■ **What the task asks**: Read the records below and report each line in which "desk" occurs.

Stored items
<<<<

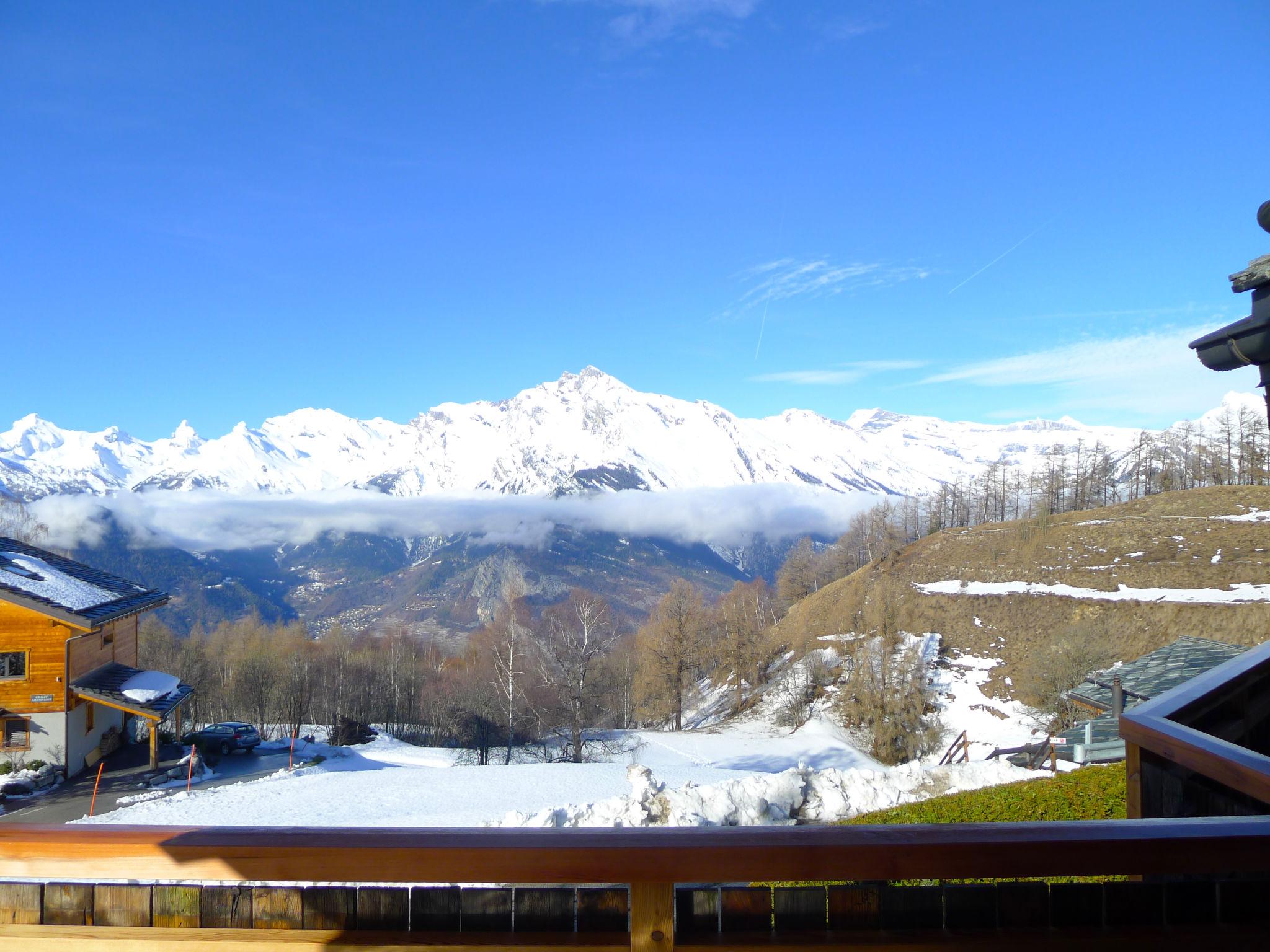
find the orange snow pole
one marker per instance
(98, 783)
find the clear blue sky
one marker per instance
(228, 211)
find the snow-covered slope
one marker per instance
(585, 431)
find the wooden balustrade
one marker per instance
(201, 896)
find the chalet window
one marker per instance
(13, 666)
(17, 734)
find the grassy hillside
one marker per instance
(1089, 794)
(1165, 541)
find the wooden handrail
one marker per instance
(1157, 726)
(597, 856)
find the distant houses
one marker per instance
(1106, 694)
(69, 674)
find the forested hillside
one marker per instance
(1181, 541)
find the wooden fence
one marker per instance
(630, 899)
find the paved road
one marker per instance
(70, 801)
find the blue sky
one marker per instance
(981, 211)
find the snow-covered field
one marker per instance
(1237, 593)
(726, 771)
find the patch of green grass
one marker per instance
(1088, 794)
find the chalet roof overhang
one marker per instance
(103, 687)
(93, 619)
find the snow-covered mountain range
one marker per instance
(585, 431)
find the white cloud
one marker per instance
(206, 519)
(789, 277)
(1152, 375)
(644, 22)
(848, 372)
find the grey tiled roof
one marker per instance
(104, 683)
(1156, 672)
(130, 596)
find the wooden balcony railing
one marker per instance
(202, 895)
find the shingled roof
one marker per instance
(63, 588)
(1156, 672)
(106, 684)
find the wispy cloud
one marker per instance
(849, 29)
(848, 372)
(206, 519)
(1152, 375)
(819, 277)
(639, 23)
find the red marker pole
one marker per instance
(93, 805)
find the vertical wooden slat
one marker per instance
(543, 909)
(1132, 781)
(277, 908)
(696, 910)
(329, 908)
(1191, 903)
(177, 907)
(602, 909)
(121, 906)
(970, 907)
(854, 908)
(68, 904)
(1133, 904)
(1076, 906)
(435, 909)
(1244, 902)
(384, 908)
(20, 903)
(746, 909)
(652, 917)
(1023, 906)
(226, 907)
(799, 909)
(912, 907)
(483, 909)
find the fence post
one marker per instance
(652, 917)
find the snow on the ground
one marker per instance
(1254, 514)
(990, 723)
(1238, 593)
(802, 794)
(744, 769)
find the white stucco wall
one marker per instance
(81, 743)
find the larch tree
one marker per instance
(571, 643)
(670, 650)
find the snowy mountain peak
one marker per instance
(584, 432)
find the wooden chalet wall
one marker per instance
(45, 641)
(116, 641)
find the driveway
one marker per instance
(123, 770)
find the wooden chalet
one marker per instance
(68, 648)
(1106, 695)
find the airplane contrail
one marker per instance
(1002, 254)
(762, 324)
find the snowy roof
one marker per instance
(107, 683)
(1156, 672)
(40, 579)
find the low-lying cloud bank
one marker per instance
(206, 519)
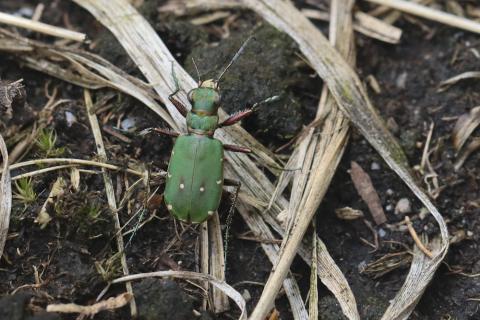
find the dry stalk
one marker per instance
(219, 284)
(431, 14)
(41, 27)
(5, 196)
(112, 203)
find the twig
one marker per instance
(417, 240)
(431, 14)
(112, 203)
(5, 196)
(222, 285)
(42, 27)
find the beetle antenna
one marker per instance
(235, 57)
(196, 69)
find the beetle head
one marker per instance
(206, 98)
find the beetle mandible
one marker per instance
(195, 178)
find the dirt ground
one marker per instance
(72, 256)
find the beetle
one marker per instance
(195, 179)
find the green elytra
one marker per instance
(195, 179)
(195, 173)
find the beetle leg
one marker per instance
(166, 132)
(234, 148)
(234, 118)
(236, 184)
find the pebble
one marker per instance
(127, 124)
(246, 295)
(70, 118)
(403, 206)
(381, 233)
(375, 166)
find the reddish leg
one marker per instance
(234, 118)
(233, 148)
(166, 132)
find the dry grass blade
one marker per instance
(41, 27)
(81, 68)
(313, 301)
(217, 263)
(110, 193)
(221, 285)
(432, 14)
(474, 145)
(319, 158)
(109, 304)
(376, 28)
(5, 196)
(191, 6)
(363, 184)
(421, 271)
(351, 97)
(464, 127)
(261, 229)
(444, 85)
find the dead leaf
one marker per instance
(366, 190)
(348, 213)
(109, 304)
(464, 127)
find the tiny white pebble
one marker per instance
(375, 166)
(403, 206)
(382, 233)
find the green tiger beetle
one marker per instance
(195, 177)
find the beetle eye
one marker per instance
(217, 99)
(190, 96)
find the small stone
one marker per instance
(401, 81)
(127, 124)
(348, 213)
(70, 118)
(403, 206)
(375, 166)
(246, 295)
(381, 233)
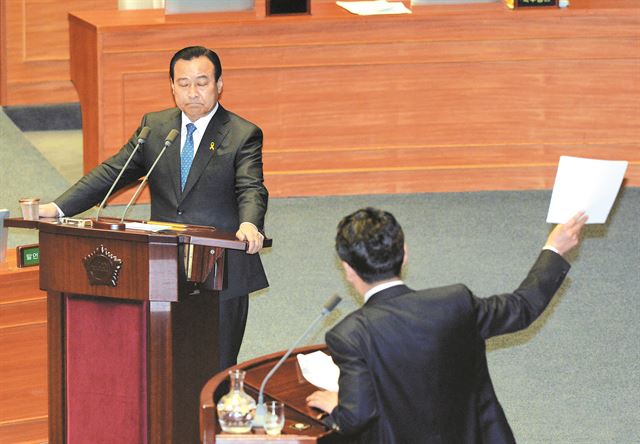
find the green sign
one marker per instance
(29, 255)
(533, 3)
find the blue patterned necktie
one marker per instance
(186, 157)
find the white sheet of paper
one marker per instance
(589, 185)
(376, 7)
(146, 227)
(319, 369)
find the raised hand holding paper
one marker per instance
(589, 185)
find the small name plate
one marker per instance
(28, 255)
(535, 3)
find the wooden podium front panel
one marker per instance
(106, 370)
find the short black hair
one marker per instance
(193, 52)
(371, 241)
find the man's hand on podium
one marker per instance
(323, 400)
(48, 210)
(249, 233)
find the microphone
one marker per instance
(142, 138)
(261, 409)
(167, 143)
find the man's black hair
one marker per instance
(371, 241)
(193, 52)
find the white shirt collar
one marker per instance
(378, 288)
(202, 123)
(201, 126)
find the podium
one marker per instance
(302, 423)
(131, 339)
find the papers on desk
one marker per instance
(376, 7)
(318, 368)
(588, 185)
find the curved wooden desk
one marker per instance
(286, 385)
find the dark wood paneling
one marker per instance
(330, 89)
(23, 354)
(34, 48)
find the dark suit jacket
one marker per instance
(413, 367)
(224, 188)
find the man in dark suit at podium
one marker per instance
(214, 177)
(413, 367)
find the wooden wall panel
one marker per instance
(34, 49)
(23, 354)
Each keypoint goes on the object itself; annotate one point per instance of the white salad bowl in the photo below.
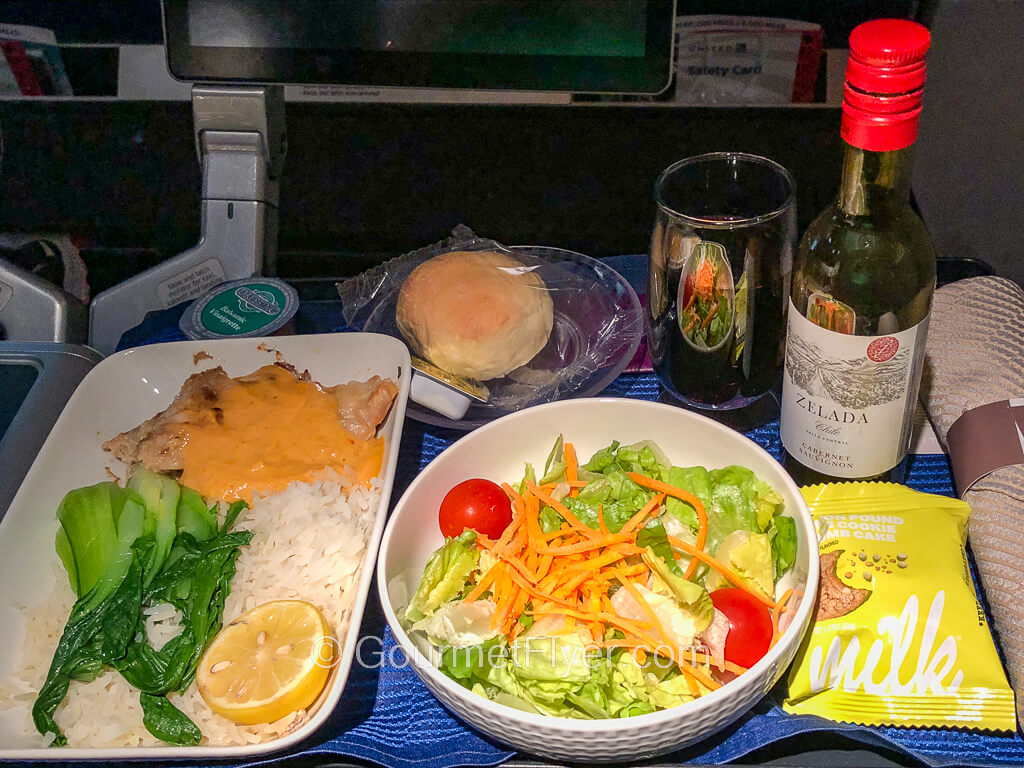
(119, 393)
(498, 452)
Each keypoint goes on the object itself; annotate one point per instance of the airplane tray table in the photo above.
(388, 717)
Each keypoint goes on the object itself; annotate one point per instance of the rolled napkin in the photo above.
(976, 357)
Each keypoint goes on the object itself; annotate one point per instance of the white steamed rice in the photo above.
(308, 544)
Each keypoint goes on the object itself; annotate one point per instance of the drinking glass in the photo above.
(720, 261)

>>>>

■ **Answer below**:
find the papers on desk
find the curved wooden desk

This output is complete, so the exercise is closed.